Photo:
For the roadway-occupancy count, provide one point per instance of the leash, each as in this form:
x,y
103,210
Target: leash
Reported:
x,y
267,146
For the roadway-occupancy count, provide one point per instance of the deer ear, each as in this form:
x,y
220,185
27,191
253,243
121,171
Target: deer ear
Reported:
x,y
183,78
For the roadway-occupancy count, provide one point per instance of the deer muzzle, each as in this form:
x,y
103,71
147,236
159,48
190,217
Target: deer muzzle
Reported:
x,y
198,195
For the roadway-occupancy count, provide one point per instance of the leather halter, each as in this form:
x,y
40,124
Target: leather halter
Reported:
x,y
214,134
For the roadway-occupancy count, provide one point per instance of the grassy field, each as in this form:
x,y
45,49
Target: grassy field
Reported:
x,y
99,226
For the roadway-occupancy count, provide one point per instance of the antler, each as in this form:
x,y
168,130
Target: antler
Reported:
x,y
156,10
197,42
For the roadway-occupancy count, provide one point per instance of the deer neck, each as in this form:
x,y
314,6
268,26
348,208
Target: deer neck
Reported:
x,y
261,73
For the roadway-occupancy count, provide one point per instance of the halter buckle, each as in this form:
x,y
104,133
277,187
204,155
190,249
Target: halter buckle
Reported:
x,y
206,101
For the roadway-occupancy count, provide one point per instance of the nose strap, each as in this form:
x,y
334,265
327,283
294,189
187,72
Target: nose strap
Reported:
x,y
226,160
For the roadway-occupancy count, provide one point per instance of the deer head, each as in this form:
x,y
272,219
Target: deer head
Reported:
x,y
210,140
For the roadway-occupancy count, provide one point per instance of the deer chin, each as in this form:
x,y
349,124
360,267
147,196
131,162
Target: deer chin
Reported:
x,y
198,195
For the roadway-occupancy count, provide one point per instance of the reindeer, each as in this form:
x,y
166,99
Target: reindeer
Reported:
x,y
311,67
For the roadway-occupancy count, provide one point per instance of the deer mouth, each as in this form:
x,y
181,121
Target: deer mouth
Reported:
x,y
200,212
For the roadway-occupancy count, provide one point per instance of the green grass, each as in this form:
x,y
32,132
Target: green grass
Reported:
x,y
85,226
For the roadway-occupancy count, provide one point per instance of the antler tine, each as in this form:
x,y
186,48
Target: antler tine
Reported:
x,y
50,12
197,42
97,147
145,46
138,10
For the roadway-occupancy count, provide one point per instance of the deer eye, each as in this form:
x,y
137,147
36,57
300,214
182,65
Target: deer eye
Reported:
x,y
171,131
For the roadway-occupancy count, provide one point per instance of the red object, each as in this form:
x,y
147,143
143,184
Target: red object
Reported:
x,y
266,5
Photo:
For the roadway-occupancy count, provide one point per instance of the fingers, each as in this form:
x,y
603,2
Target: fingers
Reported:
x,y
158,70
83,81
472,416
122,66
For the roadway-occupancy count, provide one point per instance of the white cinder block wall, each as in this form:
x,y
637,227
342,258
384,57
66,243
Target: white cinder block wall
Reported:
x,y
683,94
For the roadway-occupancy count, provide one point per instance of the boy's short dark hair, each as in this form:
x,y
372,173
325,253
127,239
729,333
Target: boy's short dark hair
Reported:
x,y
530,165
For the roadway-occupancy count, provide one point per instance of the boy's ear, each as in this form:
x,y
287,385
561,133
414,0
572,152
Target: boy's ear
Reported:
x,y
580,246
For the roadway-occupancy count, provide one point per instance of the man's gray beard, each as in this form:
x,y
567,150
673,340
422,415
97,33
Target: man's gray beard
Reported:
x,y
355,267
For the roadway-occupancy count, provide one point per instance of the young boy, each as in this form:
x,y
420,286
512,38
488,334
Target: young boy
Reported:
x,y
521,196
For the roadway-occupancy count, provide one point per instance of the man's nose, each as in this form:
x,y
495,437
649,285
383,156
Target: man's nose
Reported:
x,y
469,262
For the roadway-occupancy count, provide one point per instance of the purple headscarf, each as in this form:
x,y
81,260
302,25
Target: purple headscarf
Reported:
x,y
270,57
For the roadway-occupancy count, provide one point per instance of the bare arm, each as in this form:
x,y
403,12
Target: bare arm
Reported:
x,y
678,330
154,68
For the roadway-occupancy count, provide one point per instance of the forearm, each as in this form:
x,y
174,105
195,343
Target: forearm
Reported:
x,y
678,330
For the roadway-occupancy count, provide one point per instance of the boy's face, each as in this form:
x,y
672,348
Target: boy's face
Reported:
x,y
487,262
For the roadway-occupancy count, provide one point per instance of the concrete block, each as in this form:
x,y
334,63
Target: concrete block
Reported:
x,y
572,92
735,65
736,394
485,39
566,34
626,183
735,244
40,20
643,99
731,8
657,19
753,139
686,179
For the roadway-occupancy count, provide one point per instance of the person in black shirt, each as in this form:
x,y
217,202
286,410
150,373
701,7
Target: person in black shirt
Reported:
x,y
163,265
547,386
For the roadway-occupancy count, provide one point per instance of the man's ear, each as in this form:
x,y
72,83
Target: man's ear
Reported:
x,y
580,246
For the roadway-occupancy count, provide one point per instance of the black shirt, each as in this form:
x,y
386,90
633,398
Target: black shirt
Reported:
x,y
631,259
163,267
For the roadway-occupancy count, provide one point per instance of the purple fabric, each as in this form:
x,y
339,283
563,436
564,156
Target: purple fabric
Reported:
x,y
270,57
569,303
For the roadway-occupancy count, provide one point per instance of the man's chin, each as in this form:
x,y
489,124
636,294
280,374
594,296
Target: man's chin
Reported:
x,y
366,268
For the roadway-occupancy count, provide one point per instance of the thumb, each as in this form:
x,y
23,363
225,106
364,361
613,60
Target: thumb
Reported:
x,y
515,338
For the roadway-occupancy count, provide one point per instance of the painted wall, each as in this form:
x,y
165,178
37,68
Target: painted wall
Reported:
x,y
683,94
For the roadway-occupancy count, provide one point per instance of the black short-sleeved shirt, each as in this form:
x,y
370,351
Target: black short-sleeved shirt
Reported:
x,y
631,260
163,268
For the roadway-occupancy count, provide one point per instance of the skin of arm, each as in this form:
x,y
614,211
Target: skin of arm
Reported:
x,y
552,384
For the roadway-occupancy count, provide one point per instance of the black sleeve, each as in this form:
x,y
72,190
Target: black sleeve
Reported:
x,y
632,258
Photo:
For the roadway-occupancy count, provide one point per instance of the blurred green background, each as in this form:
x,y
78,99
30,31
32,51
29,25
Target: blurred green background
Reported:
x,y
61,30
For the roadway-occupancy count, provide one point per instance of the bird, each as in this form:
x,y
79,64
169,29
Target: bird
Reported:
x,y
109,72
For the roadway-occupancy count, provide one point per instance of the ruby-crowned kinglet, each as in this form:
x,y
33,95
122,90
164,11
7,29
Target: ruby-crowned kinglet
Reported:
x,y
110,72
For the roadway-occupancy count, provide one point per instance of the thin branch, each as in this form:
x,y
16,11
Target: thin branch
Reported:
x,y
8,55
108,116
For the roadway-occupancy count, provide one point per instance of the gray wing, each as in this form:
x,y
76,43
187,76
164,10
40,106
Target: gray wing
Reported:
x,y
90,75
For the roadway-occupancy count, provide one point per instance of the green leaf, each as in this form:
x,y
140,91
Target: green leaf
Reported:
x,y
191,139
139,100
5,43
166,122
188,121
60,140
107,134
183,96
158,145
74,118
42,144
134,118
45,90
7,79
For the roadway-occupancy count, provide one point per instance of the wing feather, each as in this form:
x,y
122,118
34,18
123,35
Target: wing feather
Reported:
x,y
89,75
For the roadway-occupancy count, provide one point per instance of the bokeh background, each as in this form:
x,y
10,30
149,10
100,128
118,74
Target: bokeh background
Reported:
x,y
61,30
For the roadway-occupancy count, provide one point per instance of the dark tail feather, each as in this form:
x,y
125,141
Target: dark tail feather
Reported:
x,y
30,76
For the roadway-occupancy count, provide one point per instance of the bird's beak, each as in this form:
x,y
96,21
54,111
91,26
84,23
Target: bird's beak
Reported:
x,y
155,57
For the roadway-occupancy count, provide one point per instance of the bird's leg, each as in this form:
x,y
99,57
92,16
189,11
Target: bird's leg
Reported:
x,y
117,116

----------------

> [Work to be completed]
Can you give the lines from the one containing "of the dark" through the very last line as a JSON list of strings, one string per line, with blank lines left out?

> [Output for this task]
[
  "For the roadway-occupancy count, provide one point per instance of the dark tail feather, each as in this form:",
  "x,y",
  "125,141",
  "Target: dark tail feather",
  "Reported:",
  "x,y",
  "30,76",
  "For the roadway-occupancy count, provide one point per instance of the bird's beak, each as in this form:",
  "x,y",
  "96,21",
  "54,111",
  "91,26",
  "84,23",
  "Target: bird's beak",
  "Reported:",
  "x,y",
  "155,57",
  "For the roadway-occupancy count, provide one point per instance of the bird's leg, each as in this form:",
  "x,y",
  "99,57",
  "92,16",
  "189,11",
  "Target: bird's leg",
  "Reported:",
  "x,y",
  "117,116"
]